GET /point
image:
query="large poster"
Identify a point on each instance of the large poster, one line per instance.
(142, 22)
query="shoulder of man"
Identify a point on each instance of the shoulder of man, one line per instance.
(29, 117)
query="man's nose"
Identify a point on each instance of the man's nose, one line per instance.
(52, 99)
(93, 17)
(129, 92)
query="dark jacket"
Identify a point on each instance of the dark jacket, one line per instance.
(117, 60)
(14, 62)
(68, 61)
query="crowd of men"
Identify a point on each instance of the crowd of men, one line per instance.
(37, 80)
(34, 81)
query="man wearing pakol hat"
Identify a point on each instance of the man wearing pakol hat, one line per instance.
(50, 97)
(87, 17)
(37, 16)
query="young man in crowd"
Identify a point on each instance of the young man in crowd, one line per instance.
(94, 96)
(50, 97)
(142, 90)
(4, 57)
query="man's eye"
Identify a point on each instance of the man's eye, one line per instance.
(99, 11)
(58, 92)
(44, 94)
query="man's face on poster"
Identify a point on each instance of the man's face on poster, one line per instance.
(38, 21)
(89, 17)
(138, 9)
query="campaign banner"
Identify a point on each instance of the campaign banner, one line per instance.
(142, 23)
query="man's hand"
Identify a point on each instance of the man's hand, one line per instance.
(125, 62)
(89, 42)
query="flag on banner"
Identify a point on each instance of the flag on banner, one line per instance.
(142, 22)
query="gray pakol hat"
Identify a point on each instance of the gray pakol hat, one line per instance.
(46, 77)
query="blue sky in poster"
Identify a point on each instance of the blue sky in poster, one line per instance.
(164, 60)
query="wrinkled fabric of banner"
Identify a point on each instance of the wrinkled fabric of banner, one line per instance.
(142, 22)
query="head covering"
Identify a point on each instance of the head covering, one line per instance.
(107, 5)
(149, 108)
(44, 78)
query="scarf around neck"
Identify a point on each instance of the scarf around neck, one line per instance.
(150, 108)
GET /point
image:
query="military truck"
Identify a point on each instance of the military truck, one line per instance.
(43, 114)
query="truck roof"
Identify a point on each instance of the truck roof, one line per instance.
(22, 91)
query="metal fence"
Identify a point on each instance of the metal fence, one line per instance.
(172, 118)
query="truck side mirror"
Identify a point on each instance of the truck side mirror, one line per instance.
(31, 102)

........

→ Assignment
Beginning with the line that contains "Identify a point on each instance of the military", return every line through the end of the data above, exactly as written.

→ Task solution
Identify a point on each instance of the military truck, one line per instance.
(43, 114)
query="truck roof"
Identify a point on each instance of the truck roof, one line per instance.
(22, 91)
query="metal fence"
Identify a point on each instance of the metal fence, one line per instance.
(172, 118)
query="truck side mirror"
Identify a point on each instance of the truck side mirror, one line per instance.
(31, 102)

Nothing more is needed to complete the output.